--- Exercise materials ---

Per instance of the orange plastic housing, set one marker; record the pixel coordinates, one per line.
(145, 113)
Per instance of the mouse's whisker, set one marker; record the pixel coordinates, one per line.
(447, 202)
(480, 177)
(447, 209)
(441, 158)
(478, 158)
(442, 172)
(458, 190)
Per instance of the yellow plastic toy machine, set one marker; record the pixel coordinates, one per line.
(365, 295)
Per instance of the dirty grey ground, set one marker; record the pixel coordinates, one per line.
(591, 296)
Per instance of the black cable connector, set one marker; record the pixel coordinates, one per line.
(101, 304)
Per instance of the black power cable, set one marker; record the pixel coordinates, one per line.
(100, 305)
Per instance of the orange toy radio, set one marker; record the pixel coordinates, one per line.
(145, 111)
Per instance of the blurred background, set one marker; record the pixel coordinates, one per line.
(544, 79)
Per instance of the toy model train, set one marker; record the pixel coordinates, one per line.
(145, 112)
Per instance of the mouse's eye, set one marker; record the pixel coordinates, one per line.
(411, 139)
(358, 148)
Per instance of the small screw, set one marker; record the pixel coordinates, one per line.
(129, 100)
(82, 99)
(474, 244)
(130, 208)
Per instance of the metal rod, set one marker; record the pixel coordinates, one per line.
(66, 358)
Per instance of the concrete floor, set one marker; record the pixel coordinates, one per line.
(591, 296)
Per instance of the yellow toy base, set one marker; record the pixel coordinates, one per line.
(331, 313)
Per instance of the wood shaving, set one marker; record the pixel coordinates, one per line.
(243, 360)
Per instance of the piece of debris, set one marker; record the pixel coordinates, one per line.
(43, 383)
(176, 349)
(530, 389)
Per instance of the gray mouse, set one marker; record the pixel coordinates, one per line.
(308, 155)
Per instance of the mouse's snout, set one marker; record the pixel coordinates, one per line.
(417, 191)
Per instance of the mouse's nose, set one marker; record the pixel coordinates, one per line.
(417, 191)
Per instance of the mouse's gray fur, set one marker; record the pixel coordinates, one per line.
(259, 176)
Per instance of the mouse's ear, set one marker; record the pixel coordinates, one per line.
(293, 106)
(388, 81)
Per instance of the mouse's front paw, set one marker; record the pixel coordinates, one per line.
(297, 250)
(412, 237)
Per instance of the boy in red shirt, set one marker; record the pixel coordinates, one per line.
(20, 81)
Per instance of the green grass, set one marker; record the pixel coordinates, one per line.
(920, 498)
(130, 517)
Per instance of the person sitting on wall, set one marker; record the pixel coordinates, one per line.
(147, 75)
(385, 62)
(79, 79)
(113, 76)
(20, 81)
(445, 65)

--

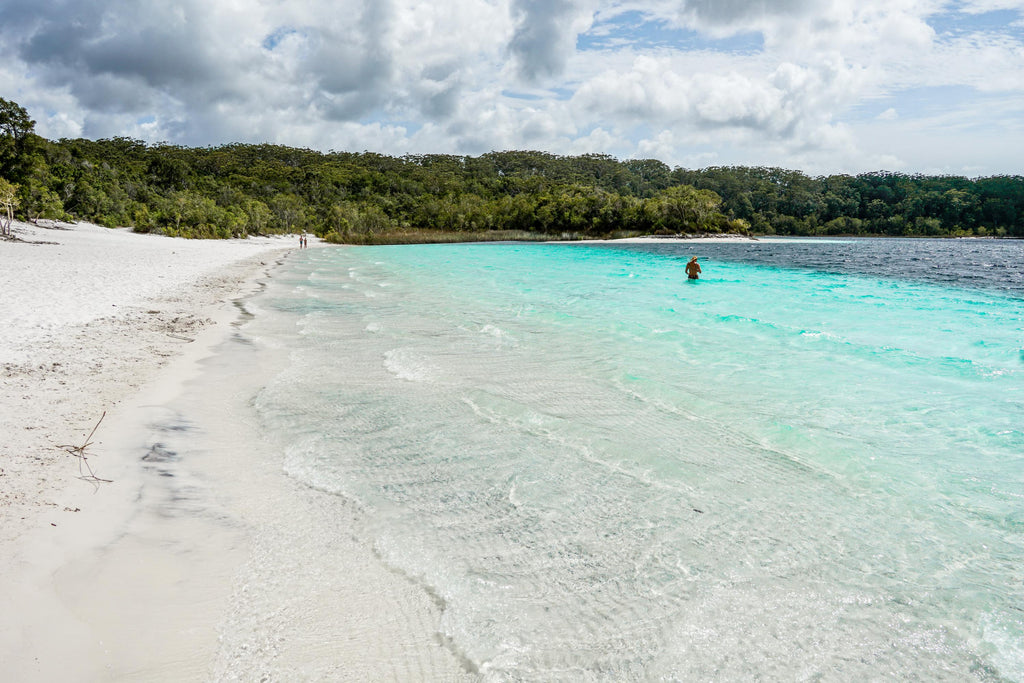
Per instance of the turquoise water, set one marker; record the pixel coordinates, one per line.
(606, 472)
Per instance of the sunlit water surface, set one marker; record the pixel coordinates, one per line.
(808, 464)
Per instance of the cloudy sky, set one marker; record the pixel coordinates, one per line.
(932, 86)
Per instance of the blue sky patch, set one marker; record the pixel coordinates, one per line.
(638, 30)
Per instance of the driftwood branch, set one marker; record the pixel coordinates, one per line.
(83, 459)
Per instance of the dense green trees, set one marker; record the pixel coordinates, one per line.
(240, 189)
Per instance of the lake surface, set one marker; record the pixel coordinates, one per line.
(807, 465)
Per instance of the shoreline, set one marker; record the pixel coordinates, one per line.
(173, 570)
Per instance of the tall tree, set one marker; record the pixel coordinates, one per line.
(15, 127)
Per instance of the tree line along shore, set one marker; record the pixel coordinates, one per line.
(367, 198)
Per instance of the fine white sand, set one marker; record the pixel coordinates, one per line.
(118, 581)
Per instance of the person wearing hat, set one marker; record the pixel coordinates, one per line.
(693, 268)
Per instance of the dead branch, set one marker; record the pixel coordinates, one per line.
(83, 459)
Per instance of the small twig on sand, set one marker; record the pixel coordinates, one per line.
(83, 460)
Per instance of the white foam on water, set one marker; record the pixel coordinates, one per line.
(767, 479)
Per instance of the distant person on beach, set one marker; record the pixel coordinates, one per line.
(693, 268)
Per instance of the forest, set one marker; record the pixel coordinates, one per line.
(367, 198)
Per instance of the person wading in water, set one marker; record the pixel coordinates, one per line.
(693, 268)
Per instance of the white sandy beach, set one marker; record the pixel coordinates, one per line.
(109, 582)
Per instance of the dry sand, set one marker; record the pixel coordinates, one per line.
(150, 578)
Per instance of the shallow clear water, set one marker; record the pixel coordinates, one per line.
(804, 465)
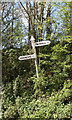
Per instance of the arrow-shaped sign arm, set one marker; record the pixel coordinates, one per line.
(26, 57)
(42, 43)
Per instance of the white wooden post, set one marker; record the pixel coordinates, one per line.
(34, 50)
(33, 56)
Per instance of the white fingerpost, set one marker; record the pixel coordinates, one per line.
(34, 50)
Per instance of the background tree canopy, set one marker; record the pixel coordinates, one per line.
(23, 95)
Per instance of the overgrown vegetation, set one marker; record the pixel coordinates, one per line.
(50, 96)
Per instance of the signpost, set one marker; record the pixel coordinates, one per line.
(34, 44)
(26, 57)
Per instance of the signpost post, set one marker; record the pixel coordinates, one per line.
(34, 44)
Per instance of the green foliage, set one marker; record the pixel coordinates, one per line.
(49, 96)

...

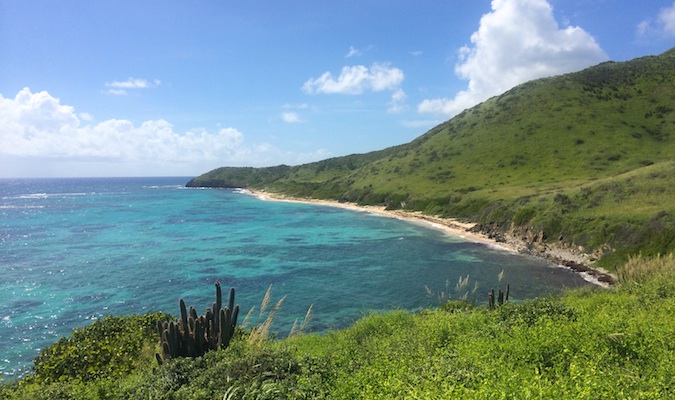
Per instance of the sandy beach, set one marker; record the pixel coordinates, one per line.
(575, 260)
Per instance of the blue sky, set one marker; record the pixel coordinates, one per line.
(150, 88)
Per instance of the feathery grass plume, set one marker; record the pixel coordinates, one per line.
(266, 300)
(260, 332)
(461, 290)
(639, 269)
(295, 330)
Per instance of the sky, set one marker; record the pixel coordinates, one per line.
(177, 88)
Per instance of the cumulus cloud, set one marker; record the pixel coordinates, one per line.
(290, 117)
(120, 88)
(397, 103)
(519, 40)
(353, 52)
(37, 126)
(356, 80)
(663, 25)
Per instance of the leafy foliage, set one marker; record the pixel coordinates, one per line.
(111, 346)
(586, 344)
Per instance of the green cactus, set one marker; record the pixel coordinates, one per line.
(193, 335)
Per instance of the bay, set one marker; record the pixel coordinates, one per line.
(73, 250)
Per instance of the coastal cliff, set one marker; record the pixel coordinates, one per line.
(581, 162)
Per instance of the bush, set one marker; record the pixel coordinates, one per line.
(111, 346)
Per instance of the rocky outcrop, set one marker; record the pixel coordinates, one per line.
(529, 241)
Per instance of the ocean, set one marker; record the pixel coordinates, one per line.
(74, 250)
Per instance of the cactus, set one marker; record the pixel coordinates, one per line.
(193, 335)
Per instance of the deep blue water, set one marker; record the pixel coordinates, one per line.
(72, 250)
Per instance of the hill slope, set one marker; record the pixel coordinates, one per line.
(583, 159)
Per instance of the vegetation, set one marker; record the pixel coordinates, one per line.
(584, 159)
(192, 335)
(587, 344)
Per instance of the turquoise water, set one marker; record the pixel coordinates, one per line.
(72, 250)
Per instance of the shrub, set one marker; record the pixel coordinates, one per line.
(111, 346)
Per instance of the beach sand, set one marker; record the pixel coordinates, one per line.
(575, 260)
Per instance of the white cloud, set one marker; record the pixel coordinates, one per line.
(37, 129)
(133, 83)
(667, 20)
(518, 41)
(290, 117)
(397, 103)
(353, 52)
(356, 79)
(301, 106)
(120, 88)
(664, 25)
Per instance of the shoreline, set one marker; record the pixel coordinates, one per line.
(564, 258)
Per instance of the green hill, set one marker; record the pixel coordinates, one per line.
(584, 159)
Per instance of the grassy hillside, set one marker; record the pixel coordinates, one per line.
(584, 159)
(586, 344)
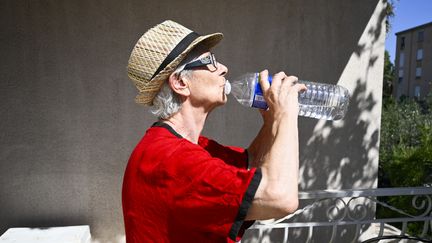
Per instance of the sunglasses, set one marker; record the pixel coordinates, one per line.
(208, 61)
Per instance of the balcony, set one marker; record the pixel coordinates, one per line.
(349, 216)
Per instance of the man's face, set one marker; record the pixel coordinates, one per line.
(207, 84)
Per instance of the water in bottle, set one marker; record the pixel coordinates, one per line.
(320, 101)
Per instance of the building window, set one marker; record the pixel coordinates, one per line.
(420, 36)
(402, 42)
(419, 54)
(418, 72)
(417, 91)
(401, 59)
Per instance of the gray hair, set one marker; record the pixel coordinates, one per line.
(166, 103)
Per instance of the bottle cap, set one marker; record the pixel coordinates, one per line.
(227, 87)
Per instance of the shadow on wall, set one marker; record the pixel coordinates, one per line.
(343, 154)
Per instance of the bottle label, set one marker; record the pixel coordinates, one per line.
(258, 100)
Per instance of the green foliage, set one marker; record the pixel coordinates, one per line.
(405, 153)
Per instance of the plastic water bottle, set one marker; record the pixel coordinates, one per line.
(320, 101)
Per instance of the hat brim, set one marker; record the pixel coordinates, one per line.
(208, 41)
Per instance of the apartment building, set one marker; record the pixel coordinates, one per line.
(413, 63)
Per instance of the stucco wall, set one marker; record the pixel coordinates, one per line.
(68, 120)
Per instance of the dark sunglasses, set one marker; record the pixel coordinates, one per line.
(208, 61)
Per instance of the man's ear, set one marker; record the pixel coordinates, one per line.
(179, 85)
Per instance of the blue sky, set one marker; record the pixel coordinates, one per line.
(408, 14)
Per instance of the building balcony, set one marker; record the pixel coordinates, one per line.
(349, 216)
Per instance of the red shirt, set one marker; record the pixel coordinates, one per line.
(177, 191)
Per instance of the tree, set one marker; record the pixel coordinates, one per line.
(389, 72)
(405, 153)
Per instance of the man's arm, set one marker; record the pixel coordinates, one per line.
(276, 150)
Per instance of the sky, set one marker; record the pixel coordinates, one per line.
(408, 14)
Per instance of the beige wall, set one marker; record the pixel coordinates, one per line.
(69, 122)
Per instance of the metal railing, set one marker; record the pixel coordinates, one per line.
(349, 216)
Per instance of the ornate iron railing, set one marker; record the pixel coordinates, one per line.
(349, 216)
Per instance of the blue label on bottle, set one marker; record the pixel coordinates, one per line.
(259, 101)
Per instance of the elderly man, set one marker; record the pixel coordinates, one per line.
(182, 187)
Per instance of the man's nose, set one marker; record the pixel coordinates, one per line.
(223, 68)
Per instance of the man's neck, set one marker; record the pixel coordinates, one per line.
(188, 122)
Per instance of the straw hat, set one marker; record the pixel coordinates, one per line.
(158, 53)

--- Directions ---
Count the lines in the items above that contain the string "person", matching case exactly, and reply with that number alone.

--- Reply ---
4